**Requirement**
Copy out the stretch of the data below from the line containing "Where can the wheelchair" through the line containing "Target: wheelchair backrest", reproducing each line without any change.

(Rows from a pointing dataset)
::::

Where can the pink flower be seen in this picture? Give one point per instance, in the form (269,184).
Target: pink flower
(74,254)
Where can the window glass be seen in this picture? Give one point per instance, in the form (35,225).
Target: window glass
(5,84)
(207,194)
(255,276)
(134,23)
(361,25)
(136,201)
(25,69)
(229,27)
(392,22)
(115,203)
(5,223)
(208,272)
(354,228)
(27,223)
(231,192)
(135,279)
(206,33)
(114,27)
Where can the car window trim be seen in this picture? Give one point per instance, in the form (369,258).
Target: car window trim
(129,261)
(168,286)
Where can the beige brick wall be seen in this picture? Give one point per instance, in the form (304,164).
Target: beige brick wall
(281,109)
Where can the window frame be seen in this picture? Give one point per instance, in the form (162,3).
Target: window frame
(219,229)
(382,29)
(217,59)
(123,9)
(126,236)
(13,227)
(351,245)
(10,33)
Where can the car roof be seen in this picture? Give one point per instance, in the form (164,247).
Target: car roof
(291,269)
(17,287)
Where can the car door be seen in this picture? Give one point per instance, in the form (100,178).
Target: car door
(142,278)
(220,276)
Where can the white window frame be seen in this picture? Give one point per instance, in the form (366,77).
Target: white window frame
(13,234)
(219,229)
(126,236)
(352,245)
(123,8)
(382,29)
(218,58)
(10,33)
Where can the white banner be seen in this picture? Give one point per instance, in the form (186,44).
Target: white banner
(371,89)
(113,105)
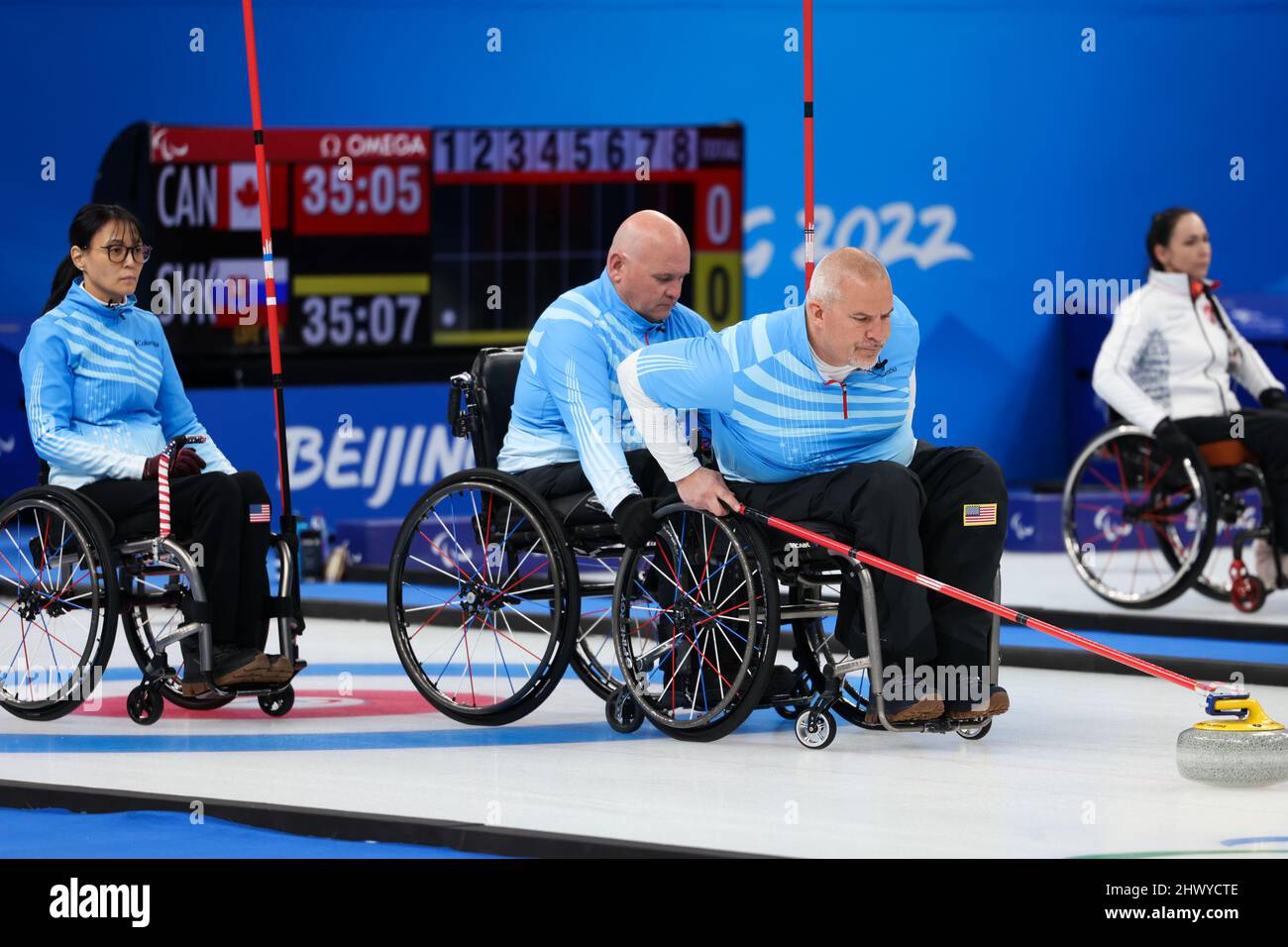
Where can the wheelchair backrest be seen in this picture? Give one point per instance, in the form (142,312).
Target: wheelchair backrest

::::

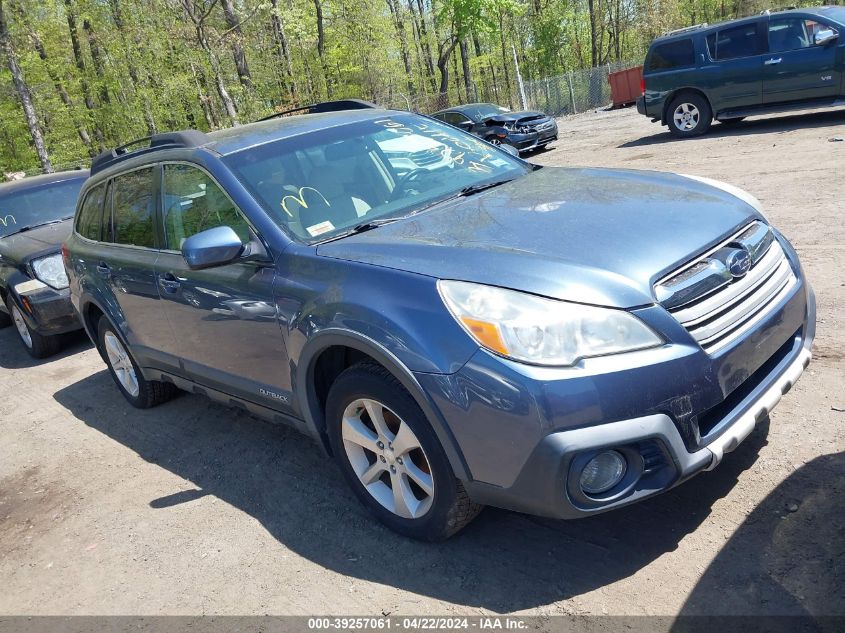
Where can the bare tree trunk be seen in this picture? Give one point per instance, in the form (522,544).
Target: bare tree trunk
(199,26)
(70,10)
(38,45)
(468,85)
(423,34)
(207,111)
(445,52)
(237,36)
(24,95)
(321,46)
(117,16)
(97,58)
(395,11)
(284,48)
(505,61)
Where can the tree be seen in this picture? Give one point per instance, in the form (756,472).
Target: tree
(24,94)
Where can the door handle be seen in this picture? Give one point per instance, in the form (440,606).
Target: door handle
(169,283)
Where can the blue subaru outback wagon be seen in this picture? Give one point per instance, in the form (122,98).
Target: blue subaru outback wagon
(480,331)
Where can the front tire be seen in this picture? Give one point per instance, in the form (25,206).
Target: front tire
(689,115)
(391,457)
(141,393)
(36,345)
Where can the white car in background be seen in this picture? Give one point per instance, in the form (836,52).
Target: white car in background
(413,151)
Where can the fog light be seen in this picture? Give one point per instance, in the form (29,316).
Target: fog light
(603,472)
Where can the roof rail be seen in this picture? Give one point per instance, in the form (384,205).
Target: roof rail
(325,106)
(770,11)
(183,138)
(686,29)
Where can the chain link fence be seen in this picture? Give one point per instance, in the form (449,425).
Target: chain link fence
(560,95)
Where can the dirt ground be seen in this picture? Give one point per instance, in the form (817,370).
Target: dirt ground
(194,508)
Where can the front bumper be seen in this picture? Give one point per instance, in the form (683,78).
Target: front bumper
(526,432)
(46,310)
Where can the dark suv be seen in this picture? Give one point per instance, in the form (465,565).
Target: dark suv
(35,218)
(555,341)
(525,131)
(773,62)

::::

**Correct response**
Where can the wheelchair backrest be seen in this picture? Give one point per instance, in the form (142,312).
Target: wheelchair backrest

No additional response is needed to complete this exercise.